**YOUR TASKS:**
A) In the account of the ophthalmology exam, on what date and at what time was the written exam held?
B) Continue the account of the ophthalmology exam from the point where it stops, writing the next part.
(PASSAGE begins)
My name is Khalid Ghaith; I
passed the exam in Muscat, December 2008 from the first time (Thanks GOD). I'd
like to thank my Family, my friends for their kind support during these days
before and during this examination, I'd also like to express my deepest
appreciation for consultant Dr. Ahmed Reda who organized my knowledge and give
me the most important tips during the different stages of the exam.
First Day: Written exam 30/11/2008, 9:30-11:30 am
1. A 40 year old lady is seen in your clinic with a history of intermittent
pain, redness and watering of the left eye for 60months, occurring particularly
night. During the last attack 5 days ago, the vision in the eye had become
blurred and she had been aware of colored haloes. On examination acuities were
6/6 with refraction and both eyes were quiet with normal intraocular pressures.
What are the possible differential diagnoses and how would you investigate and
treat this patient?
2. A 25-year-old female patient is myopic and has always had reduced vision in
the left eye. Her best corrected vision is 6/6 right with -4.00 DS and 6/60 left
with -7.50 DS. She usually only wears a soft contact lens in her right eye. Two
days before her wedding she is referred to your clinic with pain and redness in
her right eye and an obvious corneal opacity.
How would investigate and manage this case?
3. A 75-year-old lady who is carer for her invalid husband presents with sudden
loss of vision in the right eye with the left having been poor for many years.
On examination acuities are counting fingers left and 6/60 right and she has a
macular branch retinal vein occlusion in the right eye. On the left side there
is a dense cataract.
What are the possible treatment options for this patient and how should she be
Most of the candidates managed the first case as intermittent ACG, DD are those
causing haloes, pain and watering. The investigations should be aimed for
systemic associations, gonioscopy, and field of vision. In the management we
should consider the other eye, use of miotics and counseling the patient about
YAG PI in both eyes.
(PASSAGE ends)
(SUPPLIED RECORDS begins)
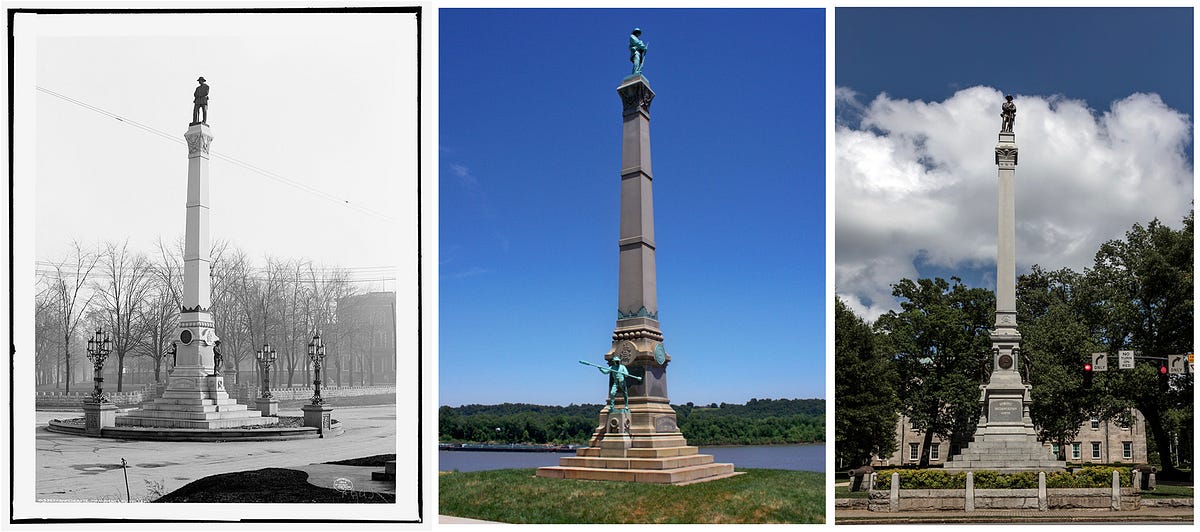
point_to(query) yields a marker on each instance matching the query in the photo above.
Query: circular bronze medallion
(1006, 362)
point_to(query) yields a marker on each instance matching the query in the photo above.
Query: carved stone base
(97, 416)
(318, 416)
(193, 400)
(269, 406)
(628, 447)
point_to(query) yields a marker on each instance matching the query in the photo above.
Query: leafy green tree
(940, 342)
(864, 390)
(1143, 300)
(1055, 344)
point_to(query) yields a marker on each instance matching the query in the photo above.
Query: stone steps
(251, 418)
(645, 453)
(635, 462)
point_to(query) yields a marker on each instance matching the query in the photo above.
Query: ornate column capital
(198, 141)
(1006, 156)
(636, 95)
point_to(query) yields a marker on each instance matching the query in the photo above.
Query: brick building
(367, 323)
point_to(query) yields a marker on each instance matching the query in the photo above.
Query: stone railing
(49, 400)
(1041, 498)
(305, 392)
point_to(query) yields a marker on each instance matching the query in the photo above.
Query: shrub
(941, 479)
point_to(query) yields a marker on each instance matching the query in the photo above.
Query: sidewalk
(1167, 515)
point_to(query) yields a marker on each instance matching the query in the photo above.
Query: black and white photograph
(216, 243)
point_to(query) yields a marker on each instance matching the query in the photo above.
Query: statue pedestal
(97, 416)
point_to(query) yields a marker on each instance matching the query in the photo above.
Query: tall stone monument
(1005, 438)
(642, 442)
(196, 396)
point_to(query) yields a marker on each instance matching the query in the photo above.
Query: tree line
(136, 298)
(928, 359)
(757, 422)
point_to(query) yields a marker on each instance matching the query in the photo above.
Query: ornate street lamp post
(99, 347)
(267, 357)
(174, 354)
(317, 354)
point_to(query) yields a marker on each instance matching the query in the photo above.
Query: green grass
(517, 496)
(1169, 491)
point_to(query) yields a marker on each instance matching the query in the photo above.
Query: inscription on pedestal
(1005, 411)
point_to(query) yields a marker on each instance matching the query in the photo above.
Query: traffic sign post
(1176, 364)
(1126, 359)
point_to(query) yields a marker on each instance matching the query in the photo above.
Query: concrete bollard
(1042, 491)
(1116, 490)
(970, 494)
(894, 497)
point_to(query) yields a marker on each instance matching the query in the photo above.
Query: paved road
(82, 468)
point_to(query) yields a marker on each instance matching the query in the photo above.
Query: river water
(795, 458)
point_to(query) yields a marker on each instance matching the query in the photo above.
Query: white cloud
(917, 178)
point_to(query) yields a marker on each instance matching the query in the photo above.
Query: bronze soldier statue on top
(201, 103)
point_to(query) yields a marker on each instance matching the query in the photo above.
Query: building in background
(366, 340)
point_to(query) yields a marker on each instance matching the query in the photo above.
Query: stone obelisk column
(637, 338)
(196, 329)
(196, 396)
(1005, 438)
(643, 442)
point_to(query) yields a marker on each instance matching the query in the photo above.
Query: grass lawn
(1169, 491)
(517, 496)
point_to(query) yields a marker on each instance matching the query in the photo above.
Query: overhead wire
(231, 160)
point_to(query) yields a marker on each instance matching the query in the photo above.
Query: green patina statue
(617, 374)
(636, 51)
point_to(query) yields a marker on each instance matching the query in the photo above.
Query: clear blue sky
(1087, 172)
(529, 198)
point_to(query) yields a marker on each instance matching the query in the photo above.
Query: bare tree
(47, 338)
(71, 300)
(123, 291)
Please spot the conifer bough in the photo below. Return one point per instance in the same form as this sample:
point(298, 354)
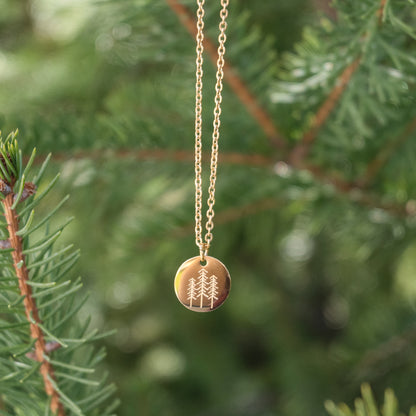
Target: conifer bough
point(37, 308)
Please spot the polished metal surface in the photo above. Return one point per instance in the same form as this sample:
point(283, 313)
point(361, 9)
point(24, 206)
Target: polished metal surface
point(202, 287)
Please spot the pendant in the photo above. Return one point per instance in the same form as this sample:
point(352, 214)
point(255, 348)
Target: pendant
point(202, 286)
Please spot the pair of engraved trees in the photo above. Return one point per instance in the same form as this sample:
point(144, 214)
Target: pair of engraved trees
point(203, 287)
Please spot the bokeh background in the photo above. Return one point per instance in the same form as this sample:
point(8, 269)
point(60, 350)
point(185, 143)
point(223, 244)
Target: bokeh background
point(324, 289)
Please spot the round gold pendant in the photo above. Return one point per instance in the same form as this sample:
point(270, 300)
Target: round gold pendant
point(202, 287)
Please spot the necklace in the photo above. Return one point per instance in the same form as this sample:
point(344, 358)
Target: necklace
point(202, 283)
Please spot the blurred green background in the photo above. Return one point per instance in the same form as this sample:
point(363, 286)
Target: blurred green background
point(324, 290)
(SUPPLIED RECORDS ends)
**OUTPUTS IN ORDER:**
A) 30/11/2008, from 9:30 to 11:30 am.

B)
The second case most of us considered as ocular emergency (contact lens related
corneal ulcer) and talked about admission because she is nearly single eyed,
sexual history (in any young patient), history of the corneal opacity, C&S of
the corneal scrapings and for both the contact lens and its case, fortified
drops, systemic antibiotics, Postpone her wedding, search for any correctable
cause of drop of vision in the other eye and treat.
The third case it is a straight forward case BRVO in one eye (best seeing) and
old standing cataract in the other eye. The patient can't afford long hospital
stay because she is the only carer of her disabled husband. If she is to have
cataract we should asses her posterior segment condition and the visual
potentials of this eye. Consider topical and local anesthesia. it can be done
during the follow up of the vein occlusion. Search and treat any systemic cause
of the BRVO, consult internal medicine and anesthesiologist treat the vein
occlusion according to the BRVOS. I forgot to mention low vision aids if the
macula is ischemic and the other eye have low visual potentials.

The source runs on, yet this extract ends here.